[Listed entries Boundary: Start]

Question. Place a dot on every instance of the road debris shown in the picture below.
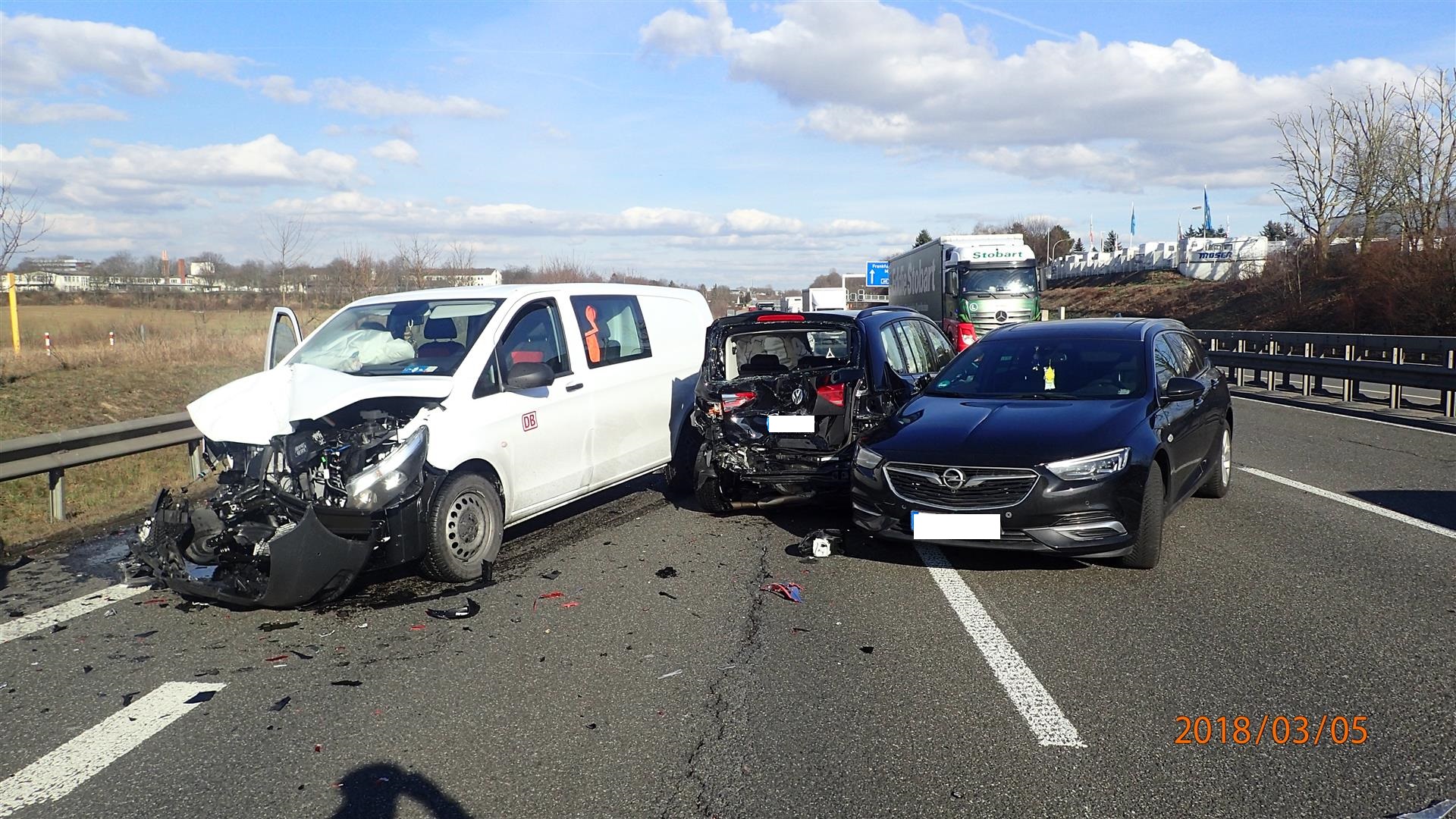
(277, 626)
(786, 591)
(468, 611)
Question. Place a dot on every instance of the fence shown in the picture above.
(53, 453)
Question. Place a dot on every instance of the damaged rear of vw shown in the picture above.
(781, 400)
(322, 472)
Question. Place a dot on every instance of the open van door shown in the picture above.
(283, 337)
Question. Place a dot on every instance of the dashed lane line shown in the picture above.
(46, 618)
(63, 770)
(1348, 500)
(1027, 694)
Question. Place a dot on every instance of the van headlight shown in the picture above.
(384, 482)
(867, 458)
(1097, 465)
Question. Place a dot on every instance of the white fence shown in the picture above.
(1210, 260)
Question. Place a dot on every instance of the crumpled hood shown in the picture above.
(1005, 433)
(258, 407)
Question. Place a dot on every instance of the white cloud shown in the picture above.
(1116, 115)
(366, 98)
(397, 150)
(142, 177)
(281, 89)
(31, 112)
(46, 53)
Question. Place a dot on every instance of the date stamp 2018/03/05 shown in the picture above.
(1279, 729)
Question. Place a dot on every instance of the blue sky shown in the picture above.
(742, 143)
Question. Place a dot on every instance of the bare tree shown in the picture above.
(20, 222)
(419, 259)
(1427, 153)
(1310, 152)
(290, 241)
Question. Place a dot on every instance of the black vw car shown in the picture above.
(783, 397)
(1072, 438)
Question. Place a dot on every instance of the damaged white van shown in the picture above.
(419, 426)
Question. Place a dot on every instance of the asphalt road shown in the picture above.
(998, 687)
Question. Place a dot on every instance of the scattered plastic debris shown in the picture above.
(277, 626)
(468, 611)
(786, 591)
(546, 596)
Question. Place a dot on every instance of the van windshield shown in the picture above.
(392, 338)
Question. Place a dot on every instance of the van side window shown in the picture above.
(612, 330)
(535, 335)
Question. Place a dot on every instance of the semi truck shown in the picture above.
(824, 299)
(968, 284)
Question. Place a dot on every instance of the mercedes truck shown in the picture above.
(968, 284)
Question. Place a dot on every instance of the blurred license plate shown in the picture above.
(935, 526)
(791, 423)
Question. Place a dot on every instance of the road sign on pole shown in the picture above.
(877, 275)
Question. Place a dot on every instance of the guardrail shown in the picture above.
(1400, 362)
(53, 453)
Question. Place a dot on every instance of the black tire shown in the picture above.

[Listed entries Boundary: End]

Print all the records again exactly; do not include any picture.

* _Solved problem_
Question. Place a dot on every instance of the road debris shown in the picture below.
(277, 626)
(786, 591)
(468, 611)
Question. Place a dot on every instance of the fence shown in the picture above.
(53, 453)
Question. Place a dot on every instance of the damaged rear of vw shown in the picture above.
(781, 400)
(322, 472)
Question. Place a dot on every instance of the open van door shown in the picture above.
(283, 337)
Question. Place a dot on every instance of the dashed lane line shown in the picture above.
(46, 618)
(63, 770)
(1348, 500)
(1027, 694)
Question. Place a dot on every instance of the van headlight shown in the picture above.
(384, 482)
(867, 458)
(1097, 465)
Question. Place a dot on every instance of the white fence shown in the picture above.
(1210, 260)
Question. Place a dot on every instance of the crumpled hood shown in the picture above.
(1005, 433)
(258, 407)
Question. Place a dot on every instance of the white cloud shown in the picture above.
(1116, 115)
(366, 98)
(397, 150)
(142, 177)
(281, 89)
(31, 112)
(46, 53)
Question. Place a dot on every instance of the date stamp 2018/03/05 shown in the picture above.
(1279, 729)
Question. Place a dot on every instance of the blue sky shown in the picture above.
(742, 143)
Question. Place a dot on every instance of the bare tree shown in the picture above.
(20, 222)
(419, 259)
(1427, 153)
(1310, 152)
(290, 241)
Question. Place a dot on every instance of the black vw car shown in the picture above.
(783, 397)
(1072, 438)
Question. Place a dot on every instance of the damaged white van shown in the picture above.
(419, 426)
Question. Place a dot on every instance of the asphalt road shown in the picture above.
(998, 687)
Question. Place a dot on every instance of the scattered plastic debris shown in the picture above.
(277, 626)
(468, 611)
(786, 591)
(546, 596)
Question. Place a dot on every instance of the van windshield shown in the picture above.
(392, 338)
Question. Place a dot on every instance of the van side window shown in the picture above.
(612, 330)
(535, 335)
Question. Place a dot on every instance of the semi truck shown in the picture above.
(824, 299)
(968, 284)
Question. Place a dot on every instance of the mercedes truck shown in the picture above.
(968, 284)
Question. Place a dot on every instance of the blurred license plate shown in the picture above.
(935, 526)
(791, 423)
Question. Place a dot on every instance of the road sign on pole shown in the picture above.
(877, 275)
Question. Place a dot on every instance of the guardrail shown in the picture above.
(1400, 362)
(53, 453)
Question. Place a dot on every instance of the black tire shown in the picture above.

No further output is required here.